» INPUT FOR THIS TASK:
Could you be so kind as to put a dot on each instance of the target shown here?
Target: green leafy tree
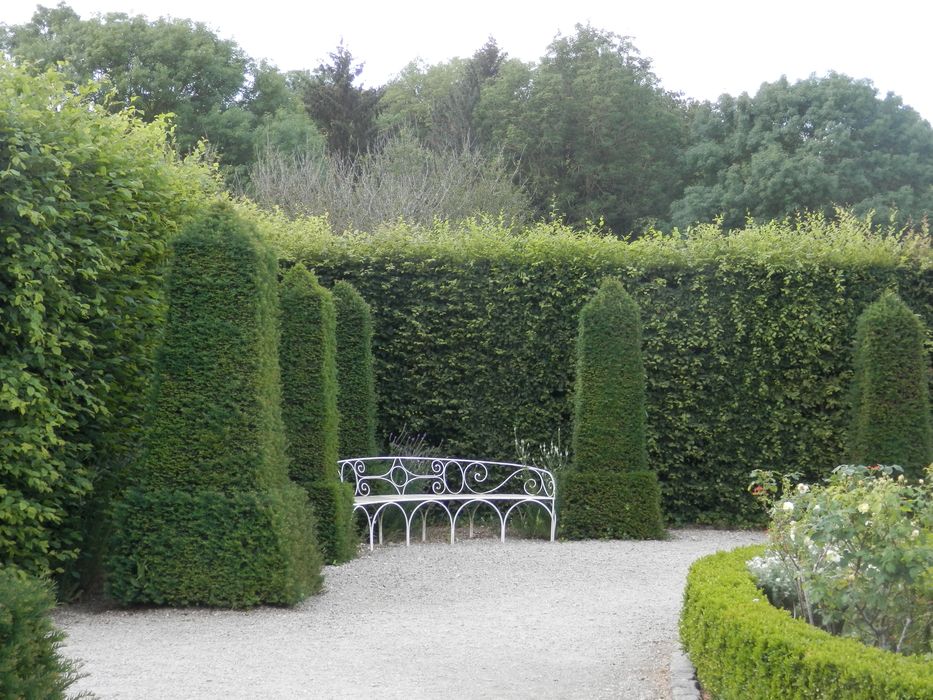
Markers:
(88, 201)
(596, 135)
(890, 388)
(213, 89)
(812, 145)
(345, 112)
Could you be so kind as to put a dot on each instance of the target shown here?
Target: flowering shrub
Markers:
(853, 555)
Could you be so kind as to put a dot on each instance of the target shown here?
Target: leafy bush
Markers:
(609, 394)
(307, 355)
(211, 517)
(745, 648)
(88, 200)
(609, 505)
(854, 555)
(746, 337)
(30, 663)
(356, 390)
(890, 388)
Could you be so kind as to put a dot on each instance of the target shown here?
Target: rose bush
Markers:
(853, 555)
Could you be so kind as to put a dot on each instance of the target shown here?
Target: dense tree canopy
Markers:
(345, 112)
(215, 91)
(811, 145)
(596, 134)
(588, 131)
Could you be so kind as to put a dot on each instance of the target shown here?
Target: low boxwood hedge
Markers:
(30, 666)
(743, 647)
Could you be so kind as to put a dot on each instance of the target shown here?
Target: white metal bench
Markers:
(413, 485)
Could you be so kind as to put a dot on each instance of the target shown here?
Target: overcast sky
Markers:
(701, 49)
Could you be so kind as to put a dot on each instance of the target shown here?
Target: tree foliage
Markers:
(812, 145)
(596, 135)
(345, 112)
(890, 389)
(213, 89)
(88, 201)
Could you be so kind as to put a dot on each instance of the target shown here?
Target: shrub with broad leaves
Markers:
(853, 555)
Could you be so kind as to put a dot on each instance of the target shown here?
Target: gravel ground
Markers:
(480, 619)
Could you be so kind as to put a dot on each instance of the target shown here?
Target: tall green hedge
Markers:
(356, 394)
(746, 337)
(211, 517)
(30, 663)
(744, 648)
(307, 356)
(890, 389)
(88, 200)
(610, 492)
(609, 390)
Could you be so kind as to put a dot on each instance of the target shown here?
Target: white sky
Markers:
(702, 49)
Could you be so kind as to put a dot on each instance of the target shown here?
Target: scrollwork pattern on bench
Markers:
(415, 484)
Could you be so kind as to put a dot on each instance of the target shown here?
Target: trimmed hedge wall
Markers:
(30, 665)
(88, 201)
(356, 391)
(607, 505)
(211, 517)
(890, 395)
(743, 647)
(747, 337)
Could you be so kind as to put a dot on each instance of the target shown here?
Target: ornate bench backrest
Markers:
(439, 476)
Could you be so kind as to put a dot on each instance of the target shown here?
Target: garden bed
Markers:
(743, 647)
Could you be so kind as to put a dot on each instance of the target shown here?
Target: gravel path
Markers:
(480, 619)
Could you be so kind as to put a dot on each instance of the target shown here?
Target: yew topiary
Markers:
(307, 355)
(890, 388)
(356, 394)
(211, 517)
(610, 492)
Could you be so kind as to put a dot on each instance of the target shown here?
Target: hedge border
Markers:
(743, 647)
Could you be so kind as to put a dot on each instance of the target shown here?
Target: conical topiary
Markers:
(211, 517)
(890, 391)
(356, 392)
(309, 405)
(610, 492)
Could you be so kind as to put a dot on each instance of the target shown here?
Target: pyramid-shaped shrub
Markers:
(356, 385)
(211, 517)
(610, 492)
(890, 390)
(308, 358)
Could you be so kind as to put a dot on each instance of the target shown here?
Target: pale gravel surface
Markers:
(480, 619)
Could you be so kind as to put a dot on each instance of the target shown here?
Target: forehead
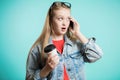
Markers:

» WHAT IS ASKED: All entries must be written out again exactly as given, with no pictures in the copy.

» FULL SOLUTION:
Could you be so kind as to put a dot on each instance of the target shown here?
Target: green leafy tree
Markers:
(88, 201)
(596, 135)
(890, 388)
(213, 89)
(812, 145)
(345, 112)
Could you be so kind as to put a dot on each instance of the target shown here?
Target: flowering shrub
Markers:
(853, 555)
Could you be so kind as to put a dot on each instance of the target shown here?
Target: leafy bush
Markers:
(609, 394)
(307, 355)
(211, 517)
(745, 648)
(88, 200)
(609, 505)
(854, 555)
(746, 337)
(30, 663)
(356, 390)
(890, 388)
Could you be so kind as to put a dot on each instance of the target shown here?
Target: rose bush
Markers:
(853, 555)
Could you be so kind as to put a dot on each instance of the target shown here?
Target: dense tree canopy
Markers:
(345, 112)
(215, 91)
(811, 145)
(596, 134)
(588, 131)
Could you be so kind as to put a dot on each instance of the target shown here?
Target: low boxwood hedge
Markers:
(30, 666)
(743, 647)
Could you be so kind as to put a dot on each instance of the target shown here?
Target: white metal bench
Markers:
(413, 485)
Could you be so kind as to put a dot on each instance of the target shown here?
Target: overcast sky
Markers:
(701, 49)
Could you be so kind as to put a dot on each instance of the target shown here?
Target: tree foliage
Markers:
(812, 145)
(596, 135)
(345, 112)
(890, 389)
(213, 89)
(88, 201)
Could you be so kind as to put a dot on each instance of the target shown here?
Target: shrub with broad leaves
Markers:
(853, 555)
Could you be so kind as to put a dot on each instance of the target shown here?
Target: gravel ground
Markers:
(480, 619)
Could you be so kind as to put a dot on each instance of the target shown here?
Target: tall green hedge
Markers:
(356, 394)
(746, 337)
(211, 517)
(30, 663)
(744, 648)
(307, 356)
(890, 389)
(88, 200)
(610, 492)
(609, 390)
Could you be so kind as to put a dot on each instance of the target shown here?
Target: white sky
Markers:
(702, 49)
Could you be so kind as to put a dot on each instance of the target shown here?
Target: scrollwork pattern on bench
Markers:
(415, 484)
Could you be so kind as to put a dot on each instance of the target shown here?
Target: trimmed hedge wall
Markers:
(30, 665)
(88, 201)
(356, 391)
(607, 505)
(211, 517)
(890, 395)
(743, 647)
(747, 337)
Could you be so kind as to put a dot on each instance of the target shown here?
Target: ornate bench backrest
Markers:
(439, 476)
Could you be so kind as to put a dot on each instance of the target shown here?
Target: garden bed
Markers:
(743, 647)
Could you be so kind as to put a dot on each instance of the target shown here?
Target: gravel path
Markers:
(480, 619)
Could you be so kind as to put a dot on each instance of the target shown here?
Target: yew topiary
Markers:
(307, 355)
(890, 388)
(356, 394)
(211, 517)
(610, 492)
Could you be so kind as to put a dot on each instance of the target shown here?
Target: hedge border
Markers:
(743, 647)
Could you be so kind as to put a dot on each instance of the target shown here?
Target: conical topiary
Markers:
(211, 517)
(890, 391)
(356, 392)
(309, 405)
(610, 492)
Could you be so kind as to put a dot on each instance of the target shown here?
Target: pyramid-shaped shrub
Markers:
(356, 385)
(211, 517)
(610, 492)
(890, 390)
(308, 358)
Could you be so kind as to put a dot on each instance of the target shown here?
Target: pale gravel surface
Markers:
(480, 619)
Could you be so kind as to put a dot on each instance of the target shown here?
Target: forehead
Markers:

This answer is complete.